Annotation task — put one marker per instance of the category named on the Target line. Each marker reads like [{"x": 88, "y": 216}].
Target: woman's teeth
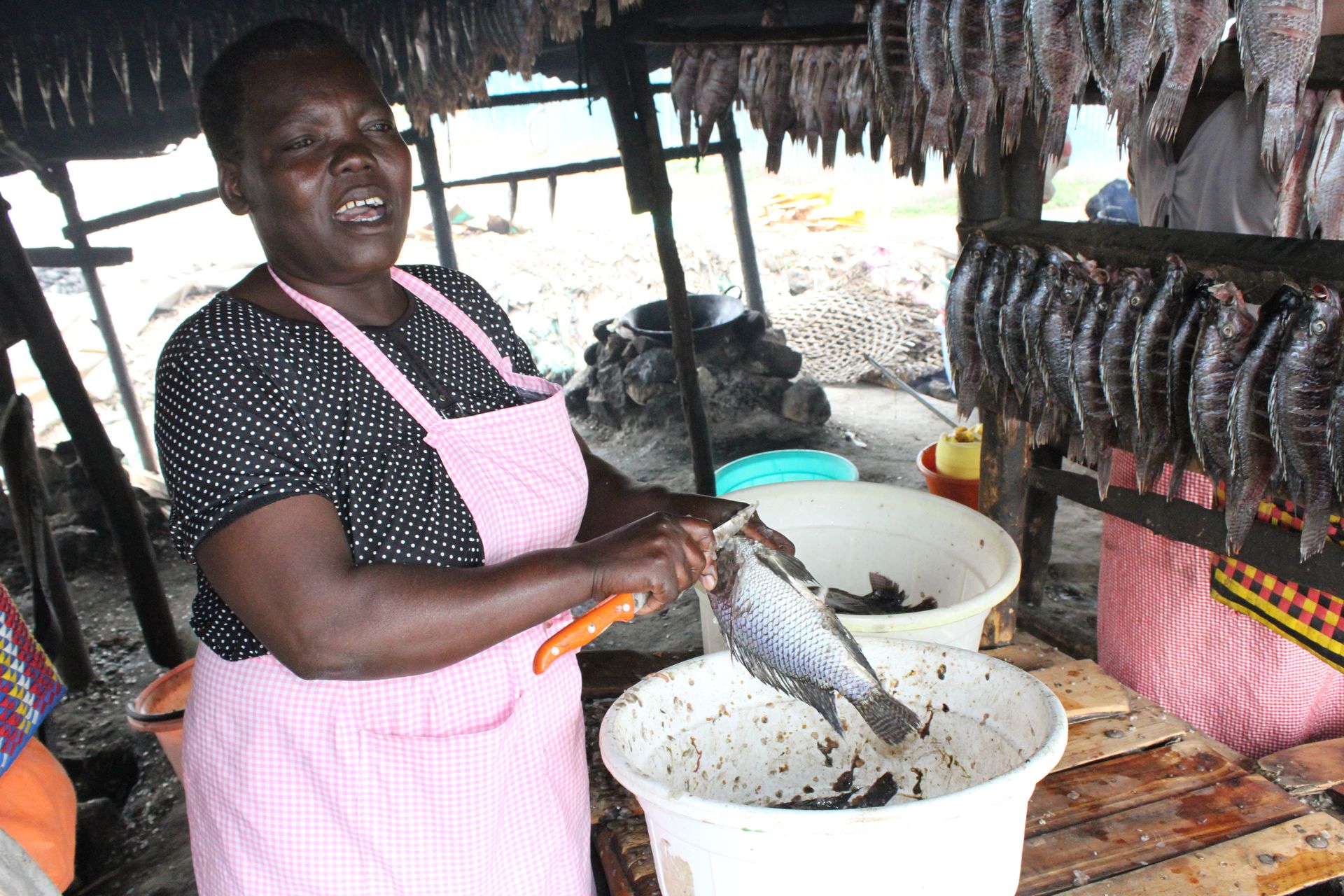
[{"x": 360, "y": 210}]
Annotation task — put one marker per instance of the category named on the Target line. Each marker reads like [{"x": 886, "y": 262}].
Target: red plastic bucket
[
  {"x": 160, "y": 708},
  {"x": 946, "y": 486}
]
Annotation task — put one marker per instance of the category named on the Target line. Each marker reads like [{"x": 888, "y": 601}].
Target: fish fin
[
  {"x": 888, "y": 716},
  {"x": 1104, "y": 472}
]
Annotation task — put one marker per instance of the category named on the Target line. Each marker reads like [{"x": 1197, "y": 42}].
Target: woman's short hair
[{"x": 219, "y": 104}]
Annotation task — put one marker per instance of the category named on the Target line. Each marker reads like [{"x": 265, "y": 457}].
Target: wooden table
[{"x": 1140, "y": 805}]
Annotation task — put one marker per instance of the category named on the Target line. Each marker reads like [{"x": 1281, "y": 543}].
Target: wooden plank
[
  {"x": 1152, "y": 833},
  {"x": 1270, "y": 547},
  {"x": 1030, "y": 653},
  {"x": 1147, "y": 726},
  {"x": 1282, "y": 859},
  {"x": 1257, "y": 264},
  {"x": 1085, "y": 691},
  {"x": 65, "y": 257},
  {"x": 1308, "y": 769},
  {"x": 1082, "y": 794}
]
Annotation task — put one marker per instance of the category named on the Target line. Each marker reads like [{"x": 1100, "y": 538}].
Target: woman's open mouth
[{"x": 360, "y": 211}]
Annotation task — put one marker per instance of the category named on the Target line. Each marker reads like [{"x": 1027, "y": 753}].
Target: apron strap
[{"x": 369, "y": 355}]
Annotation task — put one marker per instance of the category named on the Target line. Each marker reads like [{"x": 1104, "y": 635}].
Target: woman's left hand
[{"x": 720, "y": 510}]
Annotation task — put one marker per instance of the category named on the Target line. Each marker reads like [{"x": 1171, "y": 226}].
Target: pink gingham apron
[
  {"x": 470, "y": 780},
  {"x": 1161, "y": 633}
]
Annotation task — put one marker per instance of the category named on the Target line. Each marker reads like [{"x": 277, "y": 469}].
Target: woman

------------------------------

**Task description:**
Without the pictures, repeat the listing above exactly.

**Task answer:**
Annotation task — put one marker per instance of the category named on the Target line. Each marker reads like [{"x": 88, "y": 216}].
Target: woman's teeth
[{"x": 360, "y": 210}]
Annotation task — put one marker per instance of the category named on the Target line. Each marker reads like [{"x": 886, "y": 262}].
Target: red plastic bucket
[
  {"x": 160, "y": 708},
  {"x": 946, "y": 486}
]
Annotation task — put one marker per instance of the category named on the Target line. Each marker reads like [{"x": 888, "y": 601}].
Target: fish fin
[
  {"x": 888, "y": 716},
  {"x": 1104, "y": 472}
]
Annotation task — put one marker per instance of the category named on the Target line. Each marker reads like [{"x": 1197, "y": 42}].
Target: woman's short hair
[{"x": 219, "y": 104}]
Annotation task — put one marker per instance of the category named on the Target line. Each marker reads like [{"x": 265, "y": 457}].
Target: wooden table
[{"x": 1140, "y": 805}]
Annotation task — put one marker per instance of the category named on the Target line. Each marker reads like [{"x": 1281, "y": 543}].
Target: wooden plank
[
  {"x": 1152, "y": 833},
  {"x": 1270, "y": 547},
  {"x": 1030, "y": 653},
  {"x": 1147, "y": 726},
  {"x": 1282, "y": 859},
  {"x": 1257, "y": 264},
  {"x": 1085, "y": 691},
  {"x": 65, "y": 257},
  {"x": 1308, "y": 769},
  {"x": 1082, "y": 794}
]
Annotation task — put one marker per instance of the category named on the Target line. Each marker reads like [{"x": 1100, "y": 538}].
Target: woman's open mouth
[{"x": 360, "y": 211}]
Annotation task — put one marker per instance of the category named on the Target line. Each marker reads like [{"x": 1027, "y": 753}].
Target: apron strap
[{"x": 369, "y": 355}]
Annotation task — put one marker per instance of the category named on the Target line. Each marker reads like [{"x": 1104, "y": 635}].
Target: woman's left hand
[{"x": 720, "y": 510}]
Annotation task — put one marker per instance of the category named on the Target line. Each marker reads like [{"x": 1171, "y": 226}].
Target: pink gingham apron
[
  {"x": 470, "y": 780},
  {"x": 1161, "y": 633}
]
Annotation task — put one marker per instance of the category named on the Target line. Each marker reads like [{"x": 277, "y": 469}].
Target: woman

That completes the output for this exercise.